◆ **What the exercise asks**: Arrange every line of the data below as a Markdown table with the columns Row and Line, numbering each row and leaving out blank lines.

◆ **Data supplied**:
____________________

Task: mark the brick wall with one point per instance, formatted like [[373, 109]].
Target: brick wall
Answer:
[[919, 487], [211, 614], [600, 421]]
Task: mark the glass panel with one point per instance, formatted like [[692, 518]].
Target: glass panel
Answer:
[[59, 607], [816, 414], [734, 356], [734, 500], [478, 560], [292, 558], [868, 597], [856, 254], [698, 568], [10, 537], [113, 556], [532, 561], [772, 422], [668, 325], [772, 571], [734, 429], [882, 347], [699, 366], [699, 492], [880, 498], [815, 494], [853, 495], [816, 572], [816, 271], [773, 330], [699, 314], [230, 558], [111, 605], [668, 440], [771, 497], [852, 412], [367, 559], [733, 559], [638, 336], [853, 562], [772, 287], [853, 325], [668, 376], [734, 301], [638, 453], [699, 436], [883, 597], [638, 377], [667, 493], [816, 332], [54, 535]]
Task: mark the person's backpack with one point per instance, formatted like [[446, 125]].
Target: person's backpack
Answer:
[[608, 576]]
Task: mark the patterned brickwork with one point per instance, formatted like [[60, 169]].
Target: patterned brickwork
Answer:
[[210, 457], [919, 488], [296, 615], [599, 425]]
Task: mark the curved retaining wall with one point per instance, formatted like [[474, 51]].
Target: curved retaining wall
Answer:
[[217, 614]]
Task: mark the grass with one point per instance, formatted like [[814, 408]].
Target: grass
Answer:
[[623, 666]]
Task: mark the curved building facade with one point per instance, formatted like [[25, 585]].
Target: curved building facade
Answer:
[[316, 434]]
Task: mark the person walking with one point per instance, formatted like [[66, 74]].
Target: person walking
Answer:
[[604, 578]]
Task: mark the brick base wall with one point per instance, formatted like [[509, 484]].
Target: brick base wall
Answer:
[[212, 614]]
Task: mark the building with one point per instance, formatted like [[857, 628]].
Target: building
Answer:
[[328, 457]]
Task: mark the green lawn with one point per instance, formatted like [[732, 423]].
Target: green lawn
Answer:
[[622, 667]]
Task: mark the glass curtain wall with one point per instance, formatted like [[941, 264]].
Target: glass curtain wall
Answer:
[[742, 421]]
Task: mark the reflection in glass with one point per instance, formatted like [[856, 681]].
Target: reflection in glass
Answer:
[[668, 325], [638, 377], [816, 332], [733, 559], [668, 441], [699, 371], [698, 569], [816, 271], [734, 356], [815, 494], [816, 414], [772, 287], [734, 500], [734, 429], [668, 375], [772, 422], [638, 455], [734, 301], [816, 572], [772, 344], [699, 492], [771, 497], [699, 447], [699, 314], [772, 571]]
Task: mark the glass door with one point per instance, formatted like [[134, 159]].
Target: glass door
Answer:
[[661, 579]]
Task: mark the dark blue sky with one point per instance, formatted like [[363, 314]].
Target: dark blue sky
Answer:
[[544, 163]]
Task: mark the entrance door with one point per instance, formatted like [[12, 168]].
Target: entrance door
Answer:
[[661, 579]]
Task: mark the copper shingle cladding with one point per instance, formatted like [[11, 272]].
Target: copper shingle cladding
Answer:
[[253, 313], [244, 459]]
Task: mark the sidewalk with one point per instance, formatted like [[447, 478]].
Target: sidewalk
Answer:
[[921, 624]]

____________________

◆ **Answer below**:
| Row | Line |
|---|---|
| 1 | Task: mark the brick wall with one point per instance, formatted like [[373, 109]]. |
| 2 | Target: brick wall |
| 3 | Answer: |
| 4 | [[919, 487], [211, 614], [600, 421]] |
| 5 | Task: mark the glass panel with one point per instance, formatted like [[692, 518]]. |
| 6 | Target: glass panel |
| 7 | Answer: |
| 8 | [[59, 607], [816, 414], [734, 356], [734, 500], [478, 560], [292, 558], [868, 597], [856, 254], [698, 568], [10, 537], [113, 556], [532, 561], [772, 422], [668, 325], [772, 571], [734, 429], [882, 347], [699, 366], [699, 492], [880, 498], [815, 494], [853, 495], [816, 572], [816, 271], [773, 330], [699, 314], [230, 558], [111, 605], [668, 440], [771, 497], [852, 412], [367, 559], [733, 559], [638, 336], [853, 562], [772, 287], [853, 325], [668, 376], [734, 301], [638, 453], [699, 436], [883, 597], [638, 377], [667, 493], [816, 332], [54, 535]] |
| 9 | Task: mark the person's backpack with one point per instance, formatted like [[446, 125]]. |
| 10 | Target: person's backpack |
| 11 | Answer: |
| 12 | [[608, 576]] |
| 13 | Task: mark the patterned brickwork with one point per instance, formatted like [[60, 169]]. |
| 14 | Target: patterned brickwork |
| 15 | Answer: |
| 16 | [[210, 457], [919, 488], [296, 615], [599, 425]] |
| 17 | Task: mark the curved retaining wall with one point per instance, formatted like [[474, 51]]. |
| 18 | Target: curved retaining wall |
| 19 | Answer: |
| 20 | [[217, 614]] |
| 21 | Task: mark the grass with one point per instance, formatted like [[814, 408]]. |
| 22 | Target: grass |
| 23 | Answer: |
| 24 | [[623, 666]] |
| 25 | Task: mark the curved building facade with one point per instance, formatted like [[25, 585]]. |
| 26 | Target: curved building facade |
| 27 | Answer: |
| 28 | [[316, 434]] |
| 29 | Task: mark the person walking with one point per instance, formatted like [[66, 74]]. |
| 30 | Target: person walking |
| 31 | Answer: |
| 32 | [[604, 578]] |
| 33 | Task: mark the brick base wall with one point per instance, formatted like [[509, 484]]. |
| 34 | Target: brick base wall |
| 35 | Answer: |
| 36 | [[212, 614]] |
| 37 | Task: mark the building with one point per instance, formatted like [[857, 628]]. |
| 38 | Target: building |
| 39 | Answer: |
| 40 | [[328, 457]] |
| 41 | Task: mark the green lawn with one point per instance, formatted like [[732, 423]]. |
| 42 | Target: green lawn |
| 43 | Answer: |
| 44 | [[622, 667]] |
| 45 | Task: mark the glass curtain wall with one point per instance, formatted like [[941, 264]]. |
| 46 | Target: glass curtain wall |
| 47 | Answer: |
| 48 | [[742, 421]] |
| 49 | Task: mark the reflection in glass with one point per instance, formatted like [[856, 681]]. |
| 50 | Target: reflection in glass |
| 51 | Answer: |
| 52 | [[668, 325], [638, 377], [816, 332], [733, 559], [668, 441], [699, 371], [698, 569], [816, 271], [734, 356], [815, 494], [816, 414], [772, 287], [734, 500], [734, 429], [668, 375], [772, 422], [638, 455], [734, 301], [816, 572], [772, 344], [699, 492], [771, 497], [699, 447], [699, 314], [772, 571]] |
| 53 | Task: mark the glass door with one point per instance, formatted like [[134, 159]]. |
| 54 | Target: glass door |
| 55 | Answer: |
| 56 | [[661, 579]] |
| 57 | Task: mark the dark blue sky with one point per instance, formatted like [[363, 314]]. |
| 58 | Target: dark blue sky |
| 59 | Answer: |
| 60 | [[544, 163]] |
| 61 | Task: mark the entrance door with one point per instance, formatted like [[12, 168]]. |
| 62 | Target: entrance door |
| 63 | Answer: |
| 64 | [[661, 579]] |
| 65 | Task: mark the copper shingle cladding with one point per instance, formatted like [[11, 272]]. |
| 66 | Target: copper shingle cladding |
| 67 | Answer: |
| 68 | [[253, 313], [244, 459]] |
| 69 | Task: mark the sidewalk with one point per instance, formatted like [[447, 478]]. |
| 70 | Target: sidewalk |
| 71 | Answer: |
| 72 | [[921, 624]] |